- [Listed records]
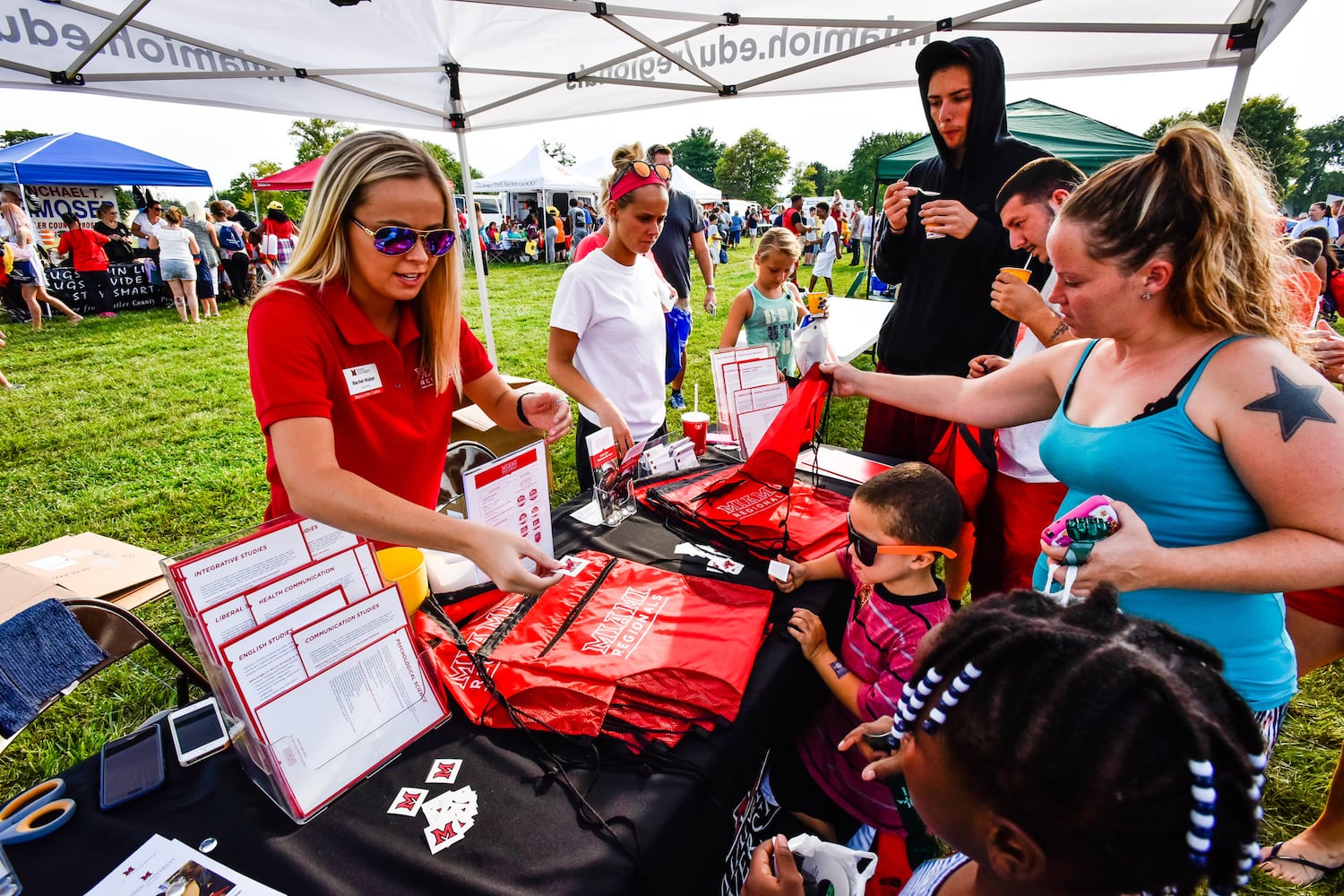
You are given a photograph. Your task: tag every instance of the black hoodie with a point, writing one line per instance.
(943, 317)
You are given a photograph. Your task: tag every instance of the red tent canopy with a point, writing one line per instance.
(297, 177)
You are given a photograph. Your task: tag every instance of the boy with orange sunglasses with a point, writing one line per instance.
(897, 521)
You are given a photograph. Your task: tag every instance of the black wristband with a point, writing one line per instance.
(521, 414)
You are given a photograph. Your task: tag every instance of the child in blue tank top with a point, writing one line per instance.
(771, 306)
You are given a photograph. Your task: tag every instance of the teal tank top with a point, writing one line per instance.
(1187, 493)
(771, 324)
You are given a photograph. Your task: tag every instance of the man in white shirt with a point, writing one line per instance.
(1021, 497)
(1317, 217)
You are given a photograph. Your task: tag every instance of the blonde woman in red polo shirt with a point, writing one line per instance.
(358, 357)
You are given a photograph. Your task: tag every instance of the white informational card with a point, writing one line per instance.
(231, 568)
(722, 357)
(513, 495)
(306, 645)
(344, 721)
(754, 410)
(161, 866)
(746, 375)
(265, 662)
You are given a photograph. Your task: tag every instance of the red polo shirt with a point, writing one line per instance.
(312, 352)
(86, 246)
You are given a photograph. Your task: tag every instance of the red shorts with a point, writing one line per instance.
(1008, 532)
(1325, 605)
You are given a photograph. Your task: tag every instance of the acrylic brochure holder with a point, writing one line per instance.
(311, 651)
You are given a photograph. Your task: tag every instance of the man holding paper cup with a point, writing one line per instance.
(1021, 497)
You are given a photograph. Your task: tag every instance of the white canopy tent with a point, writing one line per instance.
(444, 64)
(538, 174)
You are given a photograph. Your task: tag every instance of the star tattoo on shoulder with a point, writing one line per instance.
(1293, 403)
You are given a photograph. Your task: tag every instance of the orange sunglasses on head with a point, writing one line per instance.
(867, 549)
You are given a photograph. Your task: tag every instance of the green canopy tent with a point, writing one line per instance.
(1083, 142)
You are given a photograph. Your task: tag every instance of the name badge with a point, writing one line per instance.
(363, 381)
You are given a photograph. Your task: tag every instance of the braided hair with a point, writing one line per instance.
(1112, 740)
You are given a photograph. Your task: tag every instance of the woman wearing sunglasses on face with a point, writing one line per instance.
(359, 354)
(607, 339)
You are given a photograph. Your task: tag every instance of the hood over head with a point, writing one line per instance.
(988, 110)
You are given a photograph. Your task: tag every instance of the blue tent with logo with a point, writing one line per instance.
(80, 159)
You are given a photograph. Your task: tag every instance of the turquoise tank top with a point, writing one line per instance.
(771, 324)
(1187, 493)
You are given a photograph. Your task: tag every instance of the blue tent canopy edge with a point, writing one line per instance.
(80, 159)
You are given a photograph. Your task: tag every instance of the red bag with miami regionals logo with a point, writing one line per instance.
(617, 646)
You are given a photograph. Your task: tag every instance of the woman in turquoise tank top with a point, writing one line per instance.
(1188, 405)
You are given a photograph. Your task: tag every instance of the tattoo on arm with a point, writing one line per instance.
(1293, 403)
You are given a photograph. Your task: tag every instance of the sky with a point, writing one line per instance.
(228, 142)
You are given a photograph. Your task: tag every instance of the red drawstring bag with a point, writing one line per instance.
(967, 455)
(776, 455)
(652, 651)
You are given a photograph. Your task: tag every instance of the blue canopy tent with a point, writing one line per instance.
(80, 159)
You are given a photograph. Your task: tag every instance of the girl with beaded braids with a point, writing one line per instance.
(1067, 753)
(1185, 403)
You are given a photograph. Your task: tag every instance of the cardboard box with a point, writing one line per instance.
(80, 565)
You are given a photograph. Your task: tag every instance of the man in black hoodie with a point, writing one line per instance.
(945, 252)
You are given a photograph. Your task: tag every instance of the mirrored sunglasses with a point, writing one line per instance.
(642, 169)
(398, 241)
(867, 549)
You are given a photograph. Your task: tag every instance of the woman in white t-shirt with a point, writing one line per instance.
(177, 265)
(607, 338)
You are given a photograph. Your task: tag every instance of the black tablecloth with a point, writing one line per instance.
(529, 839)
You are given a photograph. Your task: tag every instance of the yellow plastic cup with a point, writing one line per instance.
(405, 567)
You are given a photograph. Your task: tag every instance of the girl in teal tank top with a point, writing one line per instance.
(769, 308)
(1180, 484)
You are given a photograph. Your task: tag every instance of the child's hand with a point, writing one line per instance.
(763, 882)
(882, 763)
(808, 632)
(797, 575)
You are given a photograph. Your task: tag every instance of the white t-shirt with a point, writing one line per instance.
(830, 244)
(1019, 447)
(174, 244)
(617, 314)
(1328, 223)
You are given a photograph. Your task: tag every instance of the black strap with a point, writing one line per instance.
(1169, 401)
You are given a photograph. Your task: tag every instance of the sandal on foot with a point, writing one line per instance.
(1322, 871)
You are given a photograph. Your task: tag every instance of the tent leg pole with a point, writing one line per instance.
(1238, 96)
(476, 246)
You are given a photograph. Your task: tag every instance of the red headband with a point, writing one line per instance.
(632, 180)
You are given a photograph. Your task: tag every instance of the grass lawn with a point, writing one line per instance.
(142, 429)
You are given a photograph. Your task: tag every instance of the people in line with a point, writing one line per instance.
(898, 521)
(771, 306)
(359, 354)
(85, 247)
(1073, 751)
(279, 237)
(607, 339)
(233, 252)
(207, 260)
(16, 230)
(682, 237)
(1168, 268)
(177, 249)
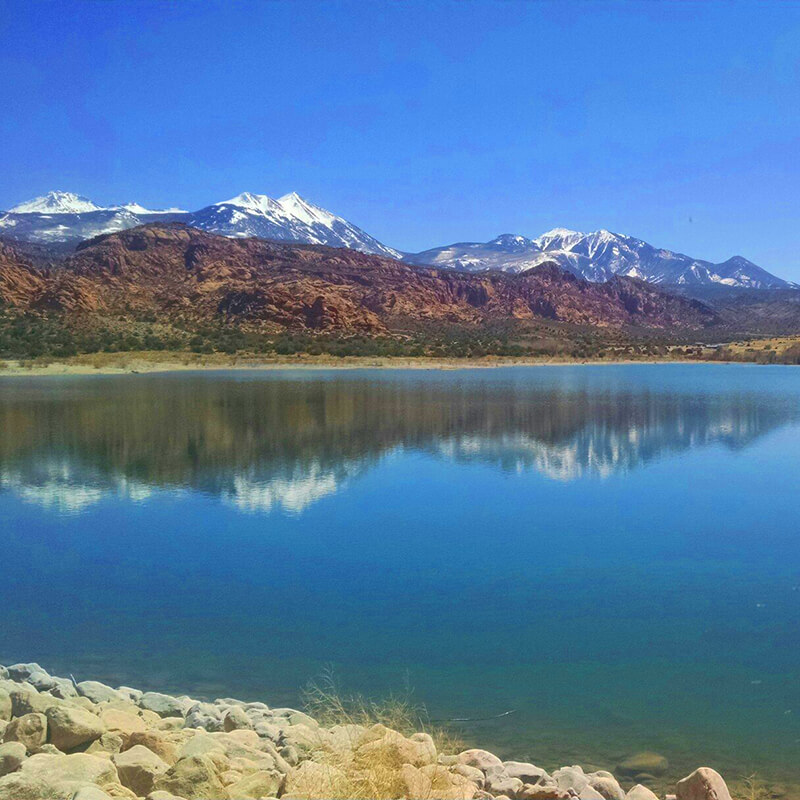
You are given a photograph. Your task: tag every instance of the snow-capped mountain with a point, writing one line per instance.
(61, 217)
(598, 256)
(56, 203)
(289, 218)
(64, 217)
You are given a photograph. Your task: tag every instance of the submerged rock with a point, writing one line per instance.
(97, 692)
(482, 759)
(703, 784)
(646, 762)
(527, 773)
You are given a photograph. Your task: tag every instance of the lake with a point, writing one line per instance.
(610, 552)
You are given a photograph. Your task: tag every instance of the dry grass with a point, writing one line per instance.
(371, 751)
==
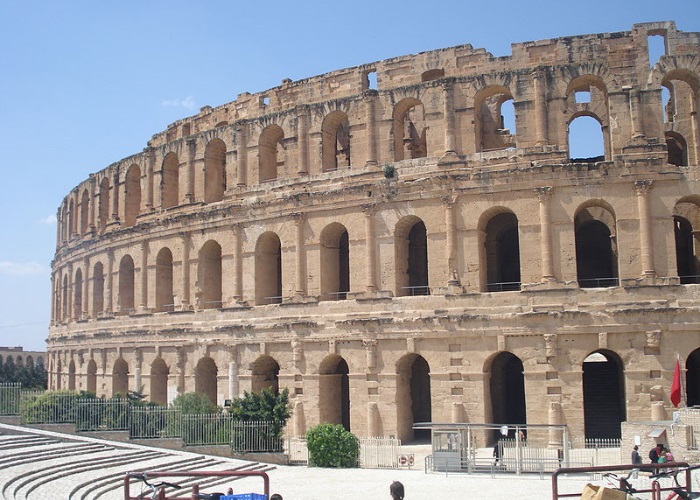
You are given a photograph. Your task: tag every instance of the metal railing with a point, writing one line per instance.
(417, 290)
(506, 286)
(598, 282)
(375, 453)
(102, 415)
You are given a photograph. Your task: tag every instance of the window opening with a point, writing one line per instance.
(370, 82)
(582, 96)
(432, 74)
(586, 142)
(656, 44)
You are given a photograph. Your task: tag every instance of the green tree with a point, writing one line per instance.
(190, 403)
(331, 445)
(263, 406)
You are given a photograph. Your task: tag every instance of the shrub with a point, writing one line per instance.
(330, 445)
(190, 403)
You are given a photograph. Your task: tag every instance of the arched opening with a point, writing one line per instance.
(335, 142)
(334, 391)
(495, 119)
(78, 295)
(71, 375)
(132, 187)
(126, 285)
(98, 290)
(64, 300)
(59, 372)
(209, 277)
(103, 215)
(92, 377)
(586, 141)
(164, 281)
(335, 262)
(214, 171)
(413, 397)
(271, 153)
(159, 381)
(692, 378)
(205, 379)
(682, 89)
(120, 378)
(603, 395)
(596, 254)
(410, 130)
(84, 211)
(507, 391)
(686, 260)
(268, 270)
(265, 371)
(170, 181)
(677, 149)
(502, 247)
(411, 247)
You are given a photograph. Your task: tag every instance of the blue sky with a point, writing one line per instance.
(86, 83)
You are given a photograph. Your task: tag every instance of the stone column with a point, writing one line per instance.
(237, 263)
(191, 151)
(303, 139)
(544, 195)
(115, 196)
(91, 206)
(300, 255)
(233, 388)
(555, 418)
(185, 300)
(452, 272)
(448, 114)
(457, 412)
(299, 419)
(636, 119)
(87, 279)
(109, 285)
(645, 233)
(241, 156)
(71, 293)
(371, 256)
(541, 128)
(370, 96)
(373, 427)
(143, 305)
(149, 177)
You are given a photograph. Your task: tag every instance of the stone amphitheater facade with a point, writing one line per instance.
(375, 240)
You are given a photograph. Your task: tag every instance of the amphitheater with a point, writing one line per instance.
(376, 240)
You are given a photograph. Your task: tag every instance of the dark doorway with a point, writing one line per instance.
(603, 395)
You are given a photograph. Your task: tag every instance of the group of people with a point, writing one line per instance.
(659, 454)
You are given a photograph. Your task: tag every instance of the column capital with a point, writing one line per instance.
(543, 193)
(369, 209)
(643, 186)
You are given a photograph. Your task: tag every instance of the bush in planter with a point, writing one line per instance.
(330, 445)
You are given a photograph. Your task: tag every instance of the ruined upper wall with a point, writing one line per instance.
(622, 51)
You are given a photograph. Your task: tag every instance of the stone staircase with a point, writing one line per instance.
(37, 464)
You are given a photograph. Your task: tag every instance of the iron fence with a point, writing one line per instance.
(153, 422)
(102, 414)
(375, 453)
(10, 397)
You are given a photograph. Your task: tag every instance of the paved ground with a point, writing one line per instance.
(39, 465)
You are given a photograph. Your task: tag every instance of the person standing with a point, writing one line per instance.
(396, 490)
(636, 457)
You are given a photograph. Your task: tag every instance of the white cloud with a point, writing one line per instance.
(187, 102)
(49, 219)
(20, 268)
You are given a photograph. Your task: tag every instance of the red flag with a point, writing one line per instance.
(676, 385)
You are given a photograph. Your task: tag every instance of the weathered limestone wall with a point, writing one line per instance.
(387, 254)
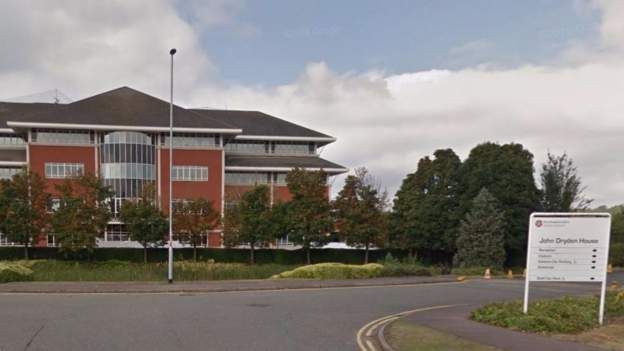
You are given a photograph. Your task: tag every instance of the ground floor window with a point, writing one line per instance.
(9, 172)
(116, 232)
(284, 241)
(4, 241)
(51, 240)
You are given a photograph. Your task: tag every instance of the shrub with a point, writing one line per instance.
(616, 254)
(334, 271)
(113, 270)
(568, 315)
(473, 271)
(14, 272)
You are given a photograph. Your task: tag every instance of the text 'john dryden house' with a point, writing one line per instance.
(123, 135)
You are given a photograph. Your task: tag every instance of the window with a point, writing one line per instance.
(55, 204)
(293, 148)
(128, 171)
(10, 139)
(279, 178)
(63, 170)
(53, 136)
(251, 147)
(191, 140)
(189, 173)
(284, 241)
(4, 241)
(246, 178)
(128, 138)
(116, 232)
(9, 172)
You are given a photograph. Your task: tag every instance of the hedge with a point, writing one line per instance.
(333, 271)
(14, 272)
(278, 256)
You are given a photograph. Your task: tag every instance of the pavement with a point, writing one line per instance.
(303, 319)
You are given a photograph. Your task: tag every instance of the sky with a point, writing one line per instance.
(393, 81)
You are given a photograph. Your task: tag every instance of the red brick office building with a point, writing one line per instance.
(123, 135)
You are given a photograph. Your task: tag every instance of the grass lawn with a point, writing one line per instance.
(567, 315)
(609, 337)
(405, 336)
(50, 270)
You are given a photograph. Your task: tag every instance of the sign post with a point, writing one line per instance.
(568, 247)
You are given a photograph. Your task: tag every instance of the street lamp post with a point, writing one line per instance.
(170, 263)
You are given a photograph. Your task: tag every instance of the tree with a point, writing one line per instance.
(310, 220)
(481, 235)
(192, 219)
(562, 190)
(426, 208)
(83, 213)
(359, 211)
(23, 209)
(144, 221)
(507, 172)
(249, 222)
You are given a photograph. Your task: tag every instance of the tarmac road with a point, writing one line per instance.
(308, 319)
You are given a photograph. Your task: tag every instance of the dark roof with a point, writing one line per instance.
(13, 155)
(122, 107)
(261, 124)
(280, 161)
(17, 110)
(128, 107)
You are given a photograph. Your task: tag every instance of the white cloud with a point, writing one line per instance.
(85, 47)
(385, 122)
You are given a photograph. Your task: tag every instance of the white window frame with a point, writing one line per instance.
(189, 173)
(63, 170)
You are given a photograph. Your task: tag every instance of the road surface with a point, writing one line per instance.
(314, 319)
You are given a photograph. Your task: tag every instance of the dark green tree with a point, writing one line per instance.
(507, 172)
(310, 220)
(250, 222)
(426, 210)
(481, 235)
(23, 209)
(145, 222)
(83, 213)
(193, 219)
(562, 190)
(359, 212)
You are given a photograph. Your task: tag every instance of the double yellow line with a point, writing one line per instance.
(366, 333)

- [Exercise details] Copy the rows starting at the line that contains "woman in white" and ending at the line that contains "(1322, 871)", swapping "tag" for "mark" and leaving everything else unchanged.

- [Answer in full]
You are given a photograph. Your task: mark every instance of the woman in white t-shirt with a point, writing one line per instance.
(177, 265)
(607, 338)
You are given a photograph. Your task: mark every instance of the black tablecloth with a point, writing one line per instance.
(529, 839)
You are given a photograph. Your task: mark every instance of the yellow plastic cup with a point, writing one line per instance.
(405, 567)
You are given a photograph. Your task: mark every instance of the girl in teal tank top with a point, writing one line per instance.
(769, 308)
(1180, 484)
You are given a photograph. Your task: mark every instance of the child's hand with a point, writing one line per instance.
(763, 882)
(882, 763)
(808, 632)
(797, 575)
You are given a photograph. Your task: mark every instance of the white t-shirt with a point, writing one line per instance.
(830, 244)
(1019, 447)
(174, 244)
(617, 314)
(1328, 223)
You are given a photograph. Your task: mark every instance of the black strap with a point, writing one line per instance.
(1169, 401)
You are given a photograph. Your task: mark every instance of the sandal on foot with a point, writing one line per instance.
(1322, 871)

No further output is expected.